### Work to complete
Can you return the Truman Library passage below word for word, in full?

### Given text
┌──

INDEPENDENCE, Mo. — “You can only consider yourself alive if you actually go out and live.”
That’s what I told myself one Thursday in May. It’s not like I went out and skydived, traveled abroad or anything like that. It was a simple trip, just me finally making the journey from south Kansas City to Independence to see the Truman Library and Museum — a place I wanted to visit since moving here three years ago.
I walked in, bought my ticket, and watched the short film that highlighted the 33rd president’s life. Upon entering the exhibits from the theater, a woman asked if I could take her and her husband’s picture by a flag.
Without hesitation, I snapped several photos — landscape and portrait — and handed the iPad back to her.
“My father made this,” said the husband, Jim Bass, as he gazed at the hand stitched, 48-star American flag.

└──

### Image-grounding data
┌──

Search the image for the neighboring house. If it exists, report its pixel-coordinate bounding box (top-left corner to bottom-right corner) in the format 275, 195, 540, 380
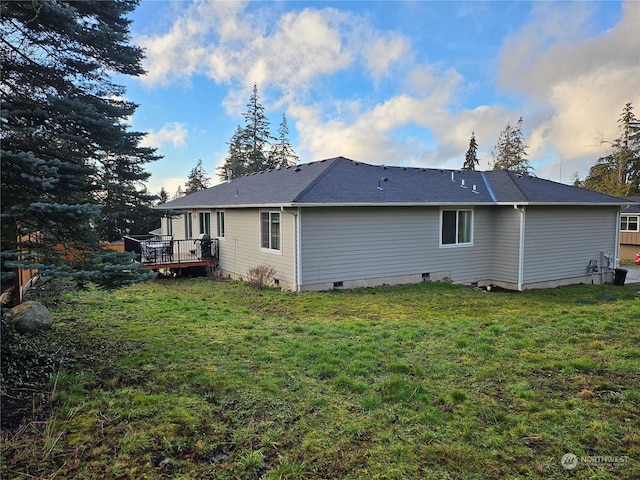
620, 197, 640, 260
160, 157, 625, 291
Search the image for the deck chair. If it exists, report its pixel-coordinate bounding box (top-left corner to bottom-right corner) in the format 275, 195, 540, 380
162, 240, 173, 261
142, 245, 158, 263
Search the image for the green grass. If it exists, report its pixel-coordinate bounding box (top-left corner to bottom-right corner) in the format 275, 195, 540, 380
1, 279, 640, 479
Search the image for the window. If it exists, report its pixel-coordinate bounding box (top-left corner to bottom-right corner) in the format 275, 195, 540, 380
167, 217, 173, 237
187, 212, 193, 238
440, 210, 473, 245
216, 212, 224, 238
260, 212, 280, 250
199, 212, 211, 235
620, 215, 640, 232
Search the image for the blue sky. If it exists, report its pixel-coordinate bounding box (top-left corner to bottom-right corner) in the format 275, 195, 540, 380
118, 0, 640, 195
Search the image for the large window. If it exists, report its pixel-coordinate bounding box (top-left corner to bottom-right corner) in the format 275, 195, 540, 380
199, 212, 211, 236
440, 210, 473, 245
620, 215, 640, 232
260, 212, 280, 250
216, 211, 224, 238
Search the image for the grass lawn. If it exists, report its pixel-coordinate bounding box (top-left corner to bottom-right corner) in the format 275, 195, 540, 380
1, 278, 640, 479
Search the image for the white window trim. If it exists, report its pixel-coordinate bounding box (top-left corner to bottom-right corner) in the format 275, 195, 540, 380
620, 215, 640, 233
438, 207, 475, 248
258, 210, 282, 255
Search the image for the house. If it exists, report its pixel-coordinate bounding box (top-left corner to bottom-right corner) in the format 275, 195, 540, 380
620, 197, 640, 260
159, 157, 628, 291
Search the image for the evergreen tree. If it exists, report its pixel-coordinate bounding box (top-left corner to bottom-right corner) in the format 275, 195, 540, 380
574, 103, 640, 196
184, 160, 211, 195
158, 187, 169, 205
218, 84, 275, 180
172, 185, 185, 200
0, 0, 159, 298
269, 113, 298, 167
242, 84, 273, 173
218, 125, 247, 181
462, 132, 480, 170
491, 117, 532, 174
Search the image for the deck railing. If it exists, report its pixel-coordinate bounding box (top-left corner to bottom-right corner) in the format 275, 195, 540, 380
124, 235, 218, 266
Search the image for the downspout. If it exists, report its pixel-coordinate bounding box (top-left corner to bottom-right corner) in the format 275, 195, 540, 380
613, 209, 621, 268
280, 206, 300, 292
513, 203, 525, 292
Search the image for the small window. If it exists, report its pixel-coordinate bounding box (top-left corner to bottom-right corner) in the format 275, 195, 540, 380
167, 216, 173, 237
187, 212, 193, 238
620, 215, 640, 232
440, 210, 473, 246
260, 212, 280, 250
198, 212, 211, 235
216, 211, 224, 238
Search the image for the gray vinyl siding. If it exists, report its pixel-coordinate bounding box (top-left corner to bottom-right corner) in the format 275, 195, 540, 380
491, 206, 521, 285
212, 208, 295, 284
301, 207, 493, 287
162, 215, 187, 240
523, 207, 619, 284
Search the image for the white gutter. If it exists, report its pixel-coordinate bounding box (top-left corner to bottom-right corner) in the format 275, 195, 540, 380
513, 203, 525, 292
158, 201, 628, 211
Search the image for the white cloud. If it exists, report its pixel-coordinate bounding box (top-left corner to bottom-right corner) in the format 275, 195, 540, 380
140, 122, 188, 147
140, 1, 640, 184
500, 1, 640, 179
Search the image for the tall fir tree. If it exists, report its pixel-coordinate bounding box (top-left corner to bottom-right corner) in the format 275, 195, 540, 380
491, 117, 532, 174
158, 187, 169, 205
575, 103, 640, 197
172, 185, 185, 200
217, 84, 298, 180
462, 132, 480, 170
269, 113, 298, 167
217, 125, 248, 181
242, 84, 273, 173
184, 160, 211, 195
0, 0, 159, 296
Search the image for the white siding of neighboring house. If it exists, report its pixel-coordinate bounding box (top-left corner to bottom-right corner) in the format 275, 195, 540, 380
212, 208, 295, 289
301, 206, 493, 290
161, 215, 186, 240
523, 206, 619, 288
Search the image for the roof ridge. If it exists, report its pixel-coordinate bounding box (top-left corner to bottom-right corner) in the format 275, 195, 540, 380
505, 170, 538, 202
293, 157, 352, 202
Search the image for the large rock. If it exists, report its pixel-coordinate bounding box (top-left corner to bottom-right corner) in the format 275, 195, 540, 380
5, 302, 53, 333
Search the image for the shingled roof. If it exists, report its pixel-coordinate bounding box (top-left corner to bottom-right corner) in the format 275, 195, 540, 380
160, 157, 628, 209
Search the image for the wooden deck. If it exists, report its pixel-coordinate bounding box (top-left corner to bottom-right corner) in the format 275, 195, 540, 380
124, 235, 219, 271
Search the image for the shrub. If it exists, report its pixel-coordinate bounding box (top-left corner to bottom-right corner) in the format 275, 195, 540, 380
248, 263, 276, 288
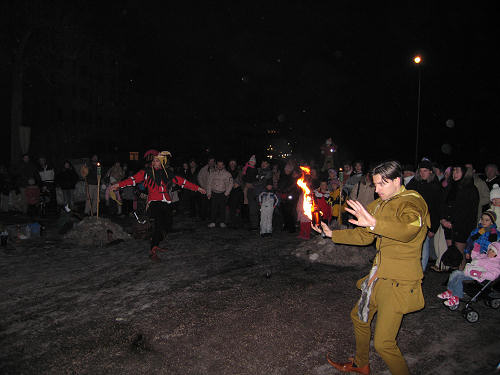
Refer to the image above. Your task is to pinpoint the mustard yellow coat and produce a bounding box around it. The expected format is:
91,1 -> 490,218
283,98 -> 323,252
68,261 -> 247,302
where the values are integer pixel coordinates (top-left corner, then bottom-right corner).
332,186 -> 431,280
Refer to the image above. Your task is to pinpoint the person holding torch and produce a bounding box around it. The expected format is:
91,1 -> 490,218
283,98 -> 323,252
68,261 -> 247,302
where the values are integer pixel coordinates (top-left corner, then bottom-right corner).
111,151 -> 206,261
312,161 -> 430,375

└──

### Answer for the task
INDEPENDENCE, Mo. — “You can only consider yourself alive if you actually go out and live.”
That’s what I told myself one Thursday in May. It’s not like I went out and skydived, traveled abroad or anything like that. It was a simple trip, just me finally making the journey from south Kansas City to Independence to see the Truman Library and Museum — a place I wanted to visit since moving here three years ago.
I walked in, bought my ticket, and watched the short film that highlighted the 33rd president’s life. Upon entering the exhibits from the theater, a woman asked if I could take her and her husband’s picture by a flag.
Without hesitation, I snapped several photos — landscape and portrait — and handed the iPad back to her.
“My father made this,” said the husband, Jim Bass, as he gazed at the hand stitched, 48-star American flag.